— BEGIN RECORDS PROVIDED —

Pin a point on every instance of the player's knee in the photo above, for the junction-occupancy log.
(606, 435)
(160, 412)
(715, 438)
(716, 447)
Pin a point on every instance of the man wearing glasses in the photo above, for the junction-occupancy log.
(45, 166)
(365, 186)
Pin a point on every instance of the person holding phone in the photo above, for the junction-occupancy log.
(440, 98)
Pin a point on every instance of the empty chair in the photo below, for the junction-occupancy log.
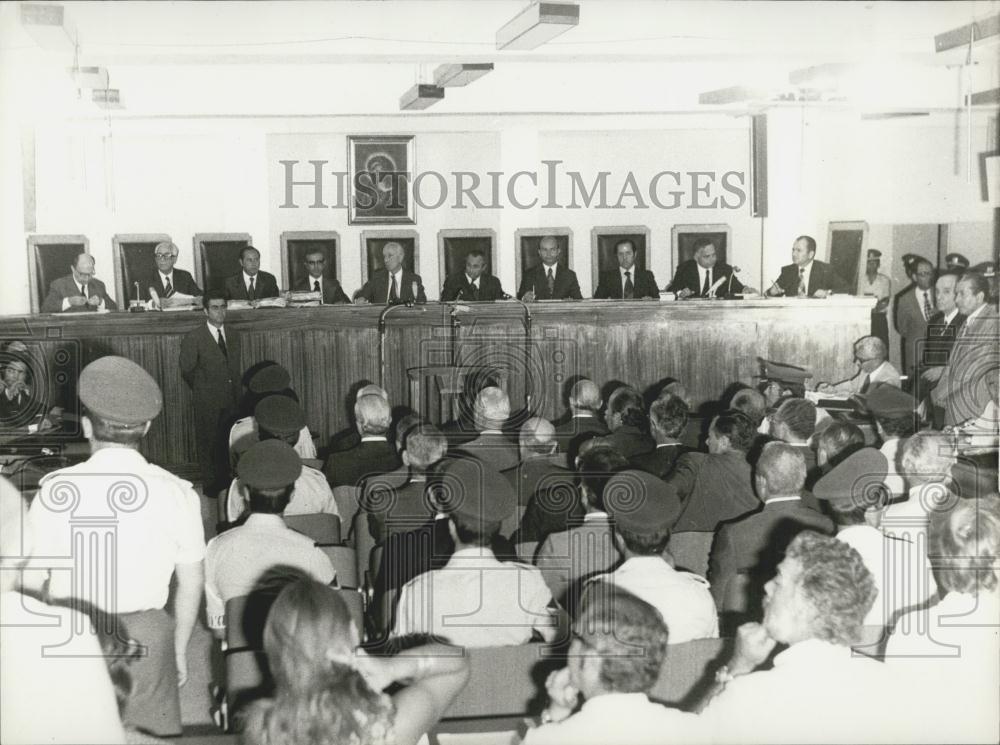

— END RECORDS PROVIDED —

WHAT IS BEING ASKED:
Copy all of the records above word for word and line by line. Leave out the pictures.

ANSWER TO THE PROBLEM:
Pin a point on every instance of the player's knee in the photo above, for the junction-occupancy log.
(606, 435)
(160, 412)
(715, 438)
(716, 447)
Pin a point on every instance of the man wearing glasses in the photo above, for the junction-occupancy log.
(45, 166)
(365, 186)
Pin a point on every instance of the person holding phone in the photo above, for the junction-occupancy log.
(440, 98)
Pin a point on every instance of the empty chair in the photo below, for the junction-occupancy log.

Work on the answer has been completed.